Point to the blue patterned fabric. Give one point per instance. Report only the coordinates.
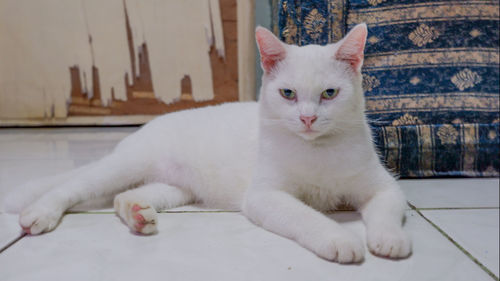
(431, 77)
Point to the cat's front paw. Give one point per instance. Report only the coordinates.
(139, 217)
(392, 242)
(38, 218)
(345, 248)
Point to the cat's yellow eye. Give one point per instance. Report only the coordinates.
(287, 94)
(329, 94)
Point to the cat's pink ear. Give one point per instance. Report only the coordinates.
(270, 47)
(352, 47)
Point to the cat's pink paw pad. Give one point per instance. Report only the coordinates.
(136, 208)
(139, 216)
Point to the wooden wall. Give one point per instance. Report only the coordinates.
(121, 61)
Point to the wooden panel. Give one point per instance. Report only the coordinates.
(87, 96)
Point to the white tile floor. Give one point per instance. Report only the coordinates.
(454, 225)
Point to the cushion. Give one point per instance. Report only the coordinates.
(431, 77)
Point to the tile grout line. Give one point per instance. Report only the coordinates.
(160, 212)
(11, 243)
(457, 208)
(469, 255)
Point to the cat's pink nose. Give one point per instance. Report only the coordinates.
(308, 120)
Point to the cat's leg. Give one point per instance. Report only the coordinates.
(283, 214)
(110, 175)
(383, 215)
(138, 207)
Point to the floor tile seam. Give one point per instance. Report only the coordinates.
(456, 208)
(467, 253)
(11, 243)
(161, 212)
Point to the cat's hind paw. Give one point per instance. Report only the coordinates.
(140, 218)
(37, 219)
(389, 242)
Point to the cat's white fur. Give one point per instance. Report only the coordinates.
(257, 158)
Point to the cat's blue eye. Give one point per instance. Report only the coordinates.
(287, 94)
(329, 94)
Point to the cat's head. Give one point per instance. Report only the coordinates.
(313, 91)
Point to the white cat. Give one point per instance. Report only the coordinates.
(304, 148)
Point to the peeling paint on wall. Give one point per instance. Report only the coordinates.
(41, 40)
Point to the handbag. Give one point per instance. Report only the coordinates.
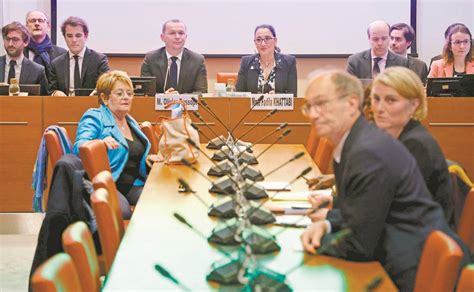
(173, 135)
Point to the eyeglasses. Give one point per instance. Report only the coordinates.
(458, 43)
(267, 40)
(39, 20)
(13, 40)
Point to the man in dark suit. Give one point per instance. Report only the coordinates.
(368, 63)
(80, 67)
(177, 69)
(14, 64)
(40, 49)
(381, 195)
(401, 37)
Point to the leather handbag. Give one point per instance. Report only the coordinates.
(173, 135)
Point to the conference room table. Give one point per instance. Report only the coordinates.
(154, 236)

* Set exercise *
Format everything from the line containing "Point to the cat's head." down to the end of the material as a two-column CSV headed text and coordinates. Give one row per "Point to" sentence, with that sentence and all its coordinates each in one quoted field, line breaks turned into spaces and the pictures left out.

* Exercise result *
text,coordinates
"Point to the cat's head. Give one point per instance. Report only the coordinates.","(313, 91)"
"Point to the white cat. Give one point per instance. Report only the coordinates.","(304, 148)"
"Point to the peeling paint on wall. Give one point per instance. Report only the coordinates.","(41, 40)"
"Point to the handbag. Give one point per instance. Report only the coordinates.","(173, 135)"
"Point to the eyeglasses. Give one point per instance. Report only the coordinates.","(458, 43) (267, 40) (39, 20) (13, 40)"
"Point to the man in dark suit. Give one point per instance. Report only the coordinates.","(368, 63) (80, 67) (177, 69) (14, 64) (40, 49) (381, 195) (401, 37)"
"Point to the leather handbag. Give one point per instance. Report only the coordinates.","(173, 135)"
"Point to the conference room table. Give one point per instance. Report only the coordinates.","(154, 236)"